* BEGIN SOURCE EXCERPT *

Skip to content

Data Pipeline: Legacy Schema v2.2.5

Caution: Legacy Documentation

This documentation refers to an earlier version of the Parse.ly Data Pipline (versions below 2.3.0). Customers using data after September 2019 should refer to the current Data Pipeline schema documentation. If you’re unsure of your schema version, check the schema_version. If that column is not available, you are on on the right page.

JSON Format

Whether you access your raw data via S3 (bulk) or Kinesis (streaming), you are going to be dealing with lines of JSON objects, aka JSONLines.

This is generally very easy to parse in every programming language, cloud SQL engine, and big data tool.

This page describes the schema of these JSON records (keys and values) so that you can interpret the raw events as they come in.

Example JSON Page View Record

We’ll start with an example pageview record, with the keys simply alphabetically sorted, from one of our sites.

You’ll notice that for the most part, these are straightforward key-value pairs, typically strings, but occasionally numbers, null, or booleans (true / false).

Base Event Fields

namedescriptionexample value
actionevent type identifier“pageview”
apikeysite identifier“mashable.com”
referrerraw referring URLhttps://www.facebook.com/instantarticles#v1
session_idSession identifier1
user_agentRaw User-Agent (UA) string“Mozilla/5.0 (iPhone; CPU … Safari/601.1”
urlRaw URL on which action occurredhttp://mashable.com/1234#d3d
vistior_site_idVisitor first-party site identifier“0beabdd1-7b0c-423b-9fae-660101fc8953”
engaged_time_incEngaged time in seconds; only available where action = ‘heartbeat’ or ‘vheartbeat’10

These are the raw required fields we get from your integration with our data collection infrastructure, whether that’s:

They will be present in every single event, regardless of event type or source. Note that excluding the session_id and the visitor_ip fields is possible, though all of our integrations attempt to support these fields to the best of their ability.

On One-Time Historical Imports

Customers often ask us whether it might be possible to do a one-time import of historical pageview (or other) event data from legacy web analytics systems. The answer to this question is “yes”, though it does require some custom work on Parse.ly’s side. We also need to have equivalents for the above “Base Event” fields in order to make sense of your historical data.

Timestamp Fields

We record two raw timestamps per event. One comes from our data collection servers and one comes from our client-side trackers. These are stored as numbers that represent seconds since the UNIX epoch, aka UNIX time. Our server clocks are in UTC. You may therefore need to pull data spanning multiple days for timezone conversions.

namedescriptionexample value
timestamp_infoFlag to indicate if timestamp info is availabletrue
timestamp_info_nginx_msThe automatic server-side event timestamp1493598778000
timestamp_info_pixel_msThe automatic client_side event timestamp1493598778538
timestamp_info_override_msA client side override timestamp1493598778000
ts_actionDate/time of the event. This is a formatted date/time of the timestamp_info_nginx_ms in GMT2017-05-01 00:32:58
ts_session_currentDate/time of the current session derived from timestamp_info_pixel_ms2017-05-01 00:30:00
ts_session_lastDate/time of the previous session2017-04-14 20:22:47

In general, Parse.ly’s internal attitude is, “the client-side timestamp cannot be trusted”. However, there are situations in which it can make sense to trust it over server timestamp.

* END SOURCE EXCERPT *
* BEGIN DATA RECORDS *

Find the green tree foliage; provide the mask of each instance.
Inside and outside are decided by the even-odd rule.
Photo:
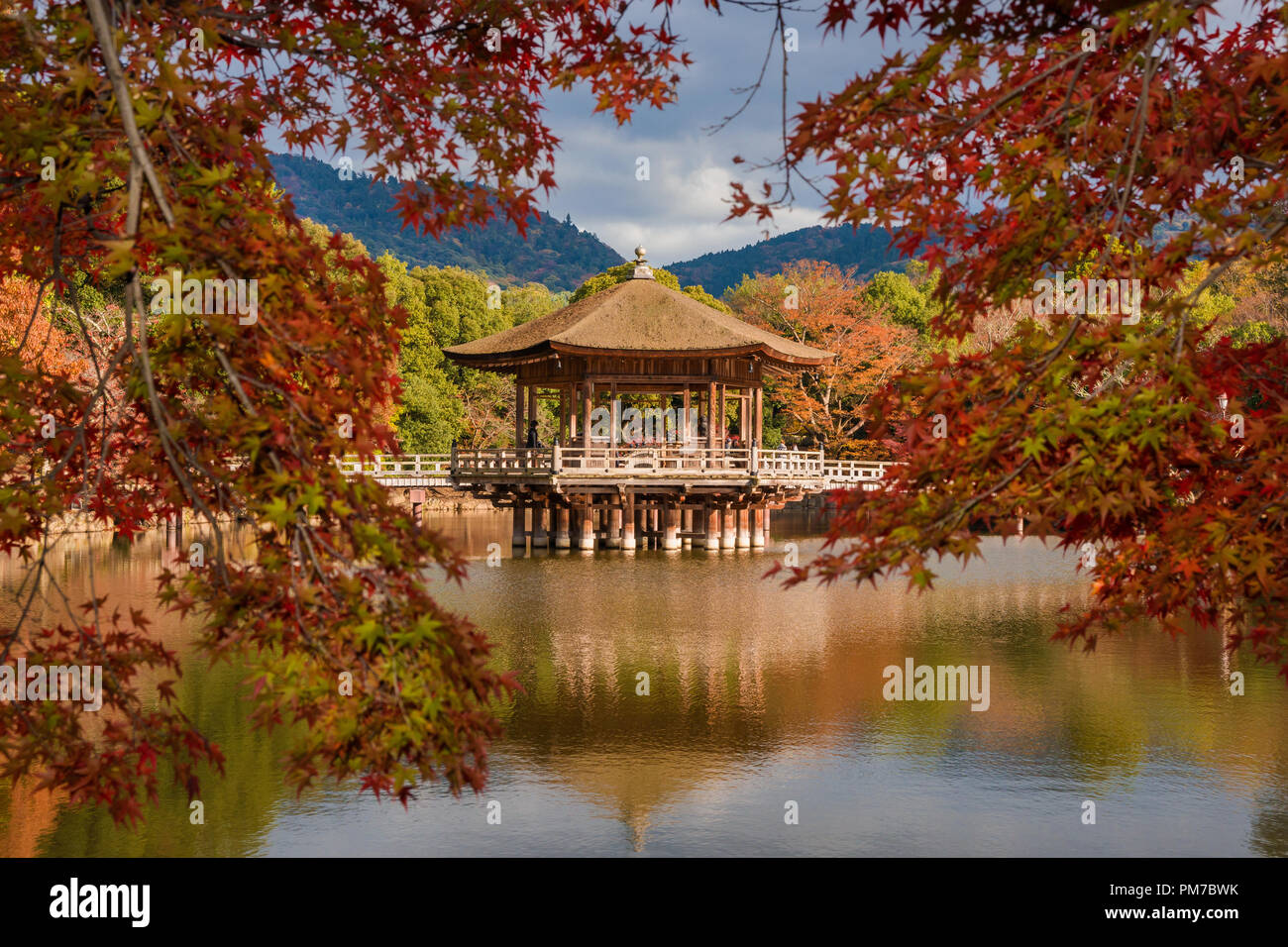
[[[922,283],[930,285],[929,282]],[[916,286],[905,273],[882,271],[872,277],[863,290],[863,298],[900,326],[911,326],[923,334],[934,314],[934,305],[927,292]]]

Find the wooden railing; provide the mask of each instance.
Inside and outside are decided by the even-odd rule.
[[[341,457],[336,461],[336,466],[349,477],[365,474],[375,477],[381,483],[442,481],[447,484],[452,475],[450,454],[398,454],[376,456],[371,460]]]
[[[743,474],[764,479],[820,481],[827,487],[859,484],[873,490],[891,464],[827,460],[822,451],[765,451],[757,447],[489,447],[452,454],[408,454],[371,460],[345,457],[345,474],[375,477],[388,486],[447,486],[453,477],[631,473]]]

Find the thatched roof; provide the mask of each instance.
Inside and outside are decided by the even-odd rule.
[[[826,365],[831,352],[750,326],[650,278],[612,289],[546,316],[444,349],[461,365],[502,367],[550,352],[625,356],[759,354],[781,366]]]

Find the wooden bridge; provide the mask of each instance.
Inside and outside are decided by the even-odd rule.
[[[386,487],[469,490],[487,481],[550,477],[564,481],[757,479],[800,486],[805,492],[880,490],[889,461],[827,460],[823,451],[667,447],[500,447],[453,454],[403,454],[337,461],[349,477],[372,477]]]
[[[696,445],[497,447],[336,461],[406,491],[448,487],[514,510],[514,545],[535,549],[764,546],[769,512],[809,493],[881,490],[889,463],[822,451]],[[553,536],[551,536],[553,533]]]

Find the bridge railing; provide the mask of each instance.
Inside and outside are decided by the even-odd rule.
[[[774,479],[815,479],[875,488],[889,461],[827,460],[823,451],[773,451],[757,447],[486,447],[452,454],[383,455],[336,461],[350,477],[365,474],[386,483],[486,474],[630,474],[742,473]]]
[[[751,470],[746,447],[559,447],[551,459],[558,473],[737,473]]]
[[[371,460],[359,457],[341,457],[336,461],[340,472],[353,477],[366,474],[377,478],[420,478],[442,477],[452,474],[452,457],[450,454],[397,454],[380,455]]]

* END DATA RECORDS *

**LIST OF TASKS**
**A.** According to the legacy Parse.ly schema page, what time zone are the server clocks set to?
**B.** Pick up the legacy Parse.ly schema page after its last sentence and keep it going.
You won't need the rows for anything here.

**RESPONSES TO THE TASKS**
**A.** UTC.

**B.**
Our nginx (server-side) timestamp is at second resolution, whereas our pixel (client-side) timestamp is at millisecond resolution. If a pixel timestamp is within a few seconds of the corresponding nginx timestamp, it is likely more accurate. It represents when the event was sent, at millisecond resolution, rather than when the event was received, at second resolution. With our standard JavaScript tracker, both nginx and pixel are always captured together, so combining them lets us make JavaScript tracker-based events be as accurate as possible.

In mobile SDKs for iOS and Android, it is common to “batch” events if devices are offline. These are also known as “late-arriving” events. In these cases, neither the auto-generated server-side timestamp (in nginx) nor the auto-generated client-side timestamp (in pixel) can be trusted; instead, the client-side override timestamp may be a more accurate representation of reality. The mobile SDK populates these by filling a ts field in the data key-value object sent with every event.

On Timezones

Parse.ly’s JavaScript tracker populates the client-side timestamp using new
Date().getTime()
, which means that it is in UTC. Our server clocks are also in UTC. So, these should be comparable. However note that the UNIX time itself does not embed any timezone information. It simply represents the number of seconds since a specific UTC time in the past, the UNIX epoch. Your could try to infer the user’s local timezone from their IP address, based on their estimated geography. If you combine these fields, you can interpret the user’s local time.

Event ID

namedescriptionexample value
event_idunique event identifier string“0xe6508eda93d5598367b18555ae9b828d”

A unique, hex-encoded ID string is also generated for each Event. This property can be used to deduplicate events for easier ingestion and processing.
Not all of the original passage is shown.